* 課題 A:
監督インタビューで、監督が「ピシャリ!」の場面を「ちょっとやりすぎたかなぁ」と悩んでいる理由を、1〜3文で説明してください。
* 課題 B:
監督インタビューで、原作ではアンナの部屋にあると描写されている物として挙げられているものを、すべて書き出してください。

* 元の文書:
☆ ☆ ☆ ☆

坪川 各話それぞれに各監督がこだわった点はありますが、僕は、予算の許す範囲で、なるべく原作に出てきた小物を忠実に作りたいというのはありました。原作では細かくアンナの部屋にある小物が描写されているんです。衣桁に花輪がかかっていて、古いトランクとその上には豆袋があって、木馬があって、その木馬の首には勲章がかけられていて、と。それを出来うる限り美術さんに相談しながら作ってもらいました。あとは古い映画館が出てくるんですけれど、かつての雰囲気を出すのは大変でしたね。まぁ、大変だったのは美術さんなんですけど。昔風のポスターを作ったり、舞台の下にオーケストラピットを作ったり。撮影で使用した映画館は横浜にある(かもめ座)というところだったのですが、残念ながら撮影の半年後に取り壊されてしまいました。他にも古い建物や路地を求めていろいろな場所へ行きましたね。東京から静岡、最後は福島県まで。
――映画のトーン、カメラの筆致に見る質感がとても抒情的でありますが、画面のルックに対するこだわりについては?
坪川 この映画は16mmフィルムで撮影しました。予算が少ないのに『フィルムで撮れないのならやらない』って言い張ったんです。デジタルで撮っていたら、もう少し余裕が出来たかもしれないのに。でも完成した作品を観て、言い張って良かったなぁと思いました。
――映画の中で、小松政夫さん扮する木賃宿の番頭が、主人公の部屋の障子戸を「ピシャリ!」と必要以上に思い切り閉めるというシーンがありました。淡々とした展開の中に目を見張るユーモアだったなぁと今でも笑えてくるのですが、あのシーンはどのような流れで生まれたものなのでしょうか?また監督のユーモア感覚とは?
坪川 僕の理想の笑いは、死の間際にふと思い出して「あぁ、あれってこういう意味か」と気づくような笑いです。ですから「ピシャリ!」はちょっとやりすぎたかなぁと悩んでいるのですけど(笑)。もちろん自分でも好きなんですけどね。小松政夫さんには、有難い事に僕の作品へ連続出演して頂いています。僕が大ファンなので。その「ピシャリ!」も小松さんと二人で、「いやぁ、もっと早い方がいいですねぇ」「視線はまっすぐなままがいいね」などと真顔で話し合いながら楽しく撮りました。小松さんは、真の意味で芸人と呼べる最後の砦のお一人だと思っています。小松さんの芸の引き出しの数はもの凄いんですよ。ミュージカルナンバーの話をしていると、急にその辺のモップを持って、タップを踏みながら歌い踊れるし、さのさと小唄の違いを歌って教えてくれたり。これだけ出来てはじめて芸人なんだなぁと、本当に尊敬しています。

☆ ☆ ☆ ☆

* 表示データ:
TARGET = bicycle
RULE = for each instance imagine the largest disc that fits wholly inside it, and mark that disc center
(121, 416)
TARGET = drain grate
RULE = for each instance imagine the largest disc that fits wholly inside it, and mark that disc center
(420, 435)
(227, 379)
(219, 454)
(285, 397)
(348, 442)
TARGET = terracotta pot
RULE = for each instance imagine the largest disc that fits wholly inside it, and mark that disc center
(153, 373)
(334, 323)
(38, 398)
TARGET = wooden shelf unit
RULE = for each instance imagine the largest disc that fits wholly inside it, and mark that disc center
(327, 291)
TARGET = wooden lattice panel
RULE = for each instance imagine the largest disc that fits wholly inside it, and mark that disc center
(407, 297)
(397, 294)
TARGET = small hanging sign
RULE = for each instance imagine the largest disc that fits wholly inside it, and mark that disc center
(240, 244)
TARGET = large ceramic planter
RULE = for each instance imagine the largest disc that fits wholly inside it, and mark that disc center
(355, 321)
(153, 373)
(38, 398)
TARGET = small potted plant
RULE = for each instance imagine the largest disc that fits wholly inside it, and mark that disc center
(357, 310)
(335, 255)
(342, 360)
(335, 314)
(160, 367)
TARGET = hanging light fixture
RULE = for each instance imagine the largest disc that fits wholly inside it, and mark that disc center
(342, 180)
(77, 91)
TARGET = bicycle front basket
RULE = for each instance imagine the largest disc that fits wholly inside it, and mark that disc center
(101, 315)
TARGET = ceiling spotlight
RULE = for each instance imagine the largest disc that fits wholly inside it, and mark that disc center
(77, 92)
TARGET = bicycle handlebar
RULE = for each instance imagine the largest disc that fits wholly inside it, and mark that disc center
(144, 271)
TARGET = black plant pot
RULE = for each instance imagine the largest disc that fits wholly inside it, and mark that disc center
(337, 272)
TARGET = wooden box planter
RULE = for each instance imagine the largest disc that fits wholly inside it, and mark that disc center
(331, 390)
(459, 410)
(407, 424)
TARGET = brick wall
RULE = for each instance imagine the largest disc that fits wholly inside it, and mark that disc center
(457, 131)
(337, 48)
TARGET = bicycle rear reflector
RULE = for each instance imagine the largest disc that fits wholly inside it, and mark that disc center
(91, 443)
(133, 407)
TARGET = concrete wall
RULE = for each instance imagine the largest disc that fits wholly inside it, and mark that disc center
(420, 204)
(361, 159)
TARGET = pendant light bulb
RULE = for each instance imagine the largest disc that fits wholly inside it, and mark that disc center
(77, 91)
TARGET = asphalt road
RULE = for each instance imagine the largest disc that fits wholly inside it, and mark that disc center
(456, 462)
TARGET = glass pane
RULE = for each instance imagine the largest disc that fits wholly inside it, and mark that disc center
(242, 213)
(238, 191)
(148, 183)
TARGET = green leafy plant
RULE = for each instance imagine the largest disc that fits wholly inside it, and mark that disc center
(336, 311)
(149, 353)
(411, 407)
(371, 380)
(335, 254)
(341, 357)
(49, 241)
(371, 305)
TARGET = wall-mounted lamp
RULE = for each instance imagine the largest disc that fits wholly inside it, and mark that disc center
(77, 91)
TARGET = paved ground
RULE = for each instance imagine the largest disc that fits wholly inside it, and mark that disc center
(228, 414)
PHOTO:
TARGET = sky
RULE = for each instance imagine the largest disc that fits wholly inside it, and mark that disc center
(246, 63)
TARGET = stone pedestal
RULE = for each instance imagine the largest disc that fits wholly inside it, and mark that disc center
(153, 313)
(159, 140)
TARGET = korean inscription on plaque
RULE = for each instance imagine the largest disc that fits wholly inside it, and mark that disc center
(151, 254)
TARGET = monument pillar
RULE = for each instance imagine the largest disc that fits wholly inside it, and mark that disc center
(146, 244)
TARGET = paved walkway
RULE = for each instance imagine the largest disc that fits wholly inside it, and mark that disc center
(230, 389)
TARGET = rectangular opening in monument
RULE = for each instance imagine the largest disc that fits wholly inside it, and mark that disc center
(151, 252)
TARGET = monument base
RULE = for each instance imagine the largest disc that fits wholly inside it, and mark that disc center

☆ ☆ ☆ ☆

* 正解 A:
監督の理想の笑いは、死の間際にふと思い出して「あぁ、あれってこういう意味か」と気づくような笑いです。そのため「ピシャリ!」の場面はやりすぎだったかもしれないと悩んでいます。

* 正解 B:
衣桁、花輪、古いトランク、豆袋、木馬、勲章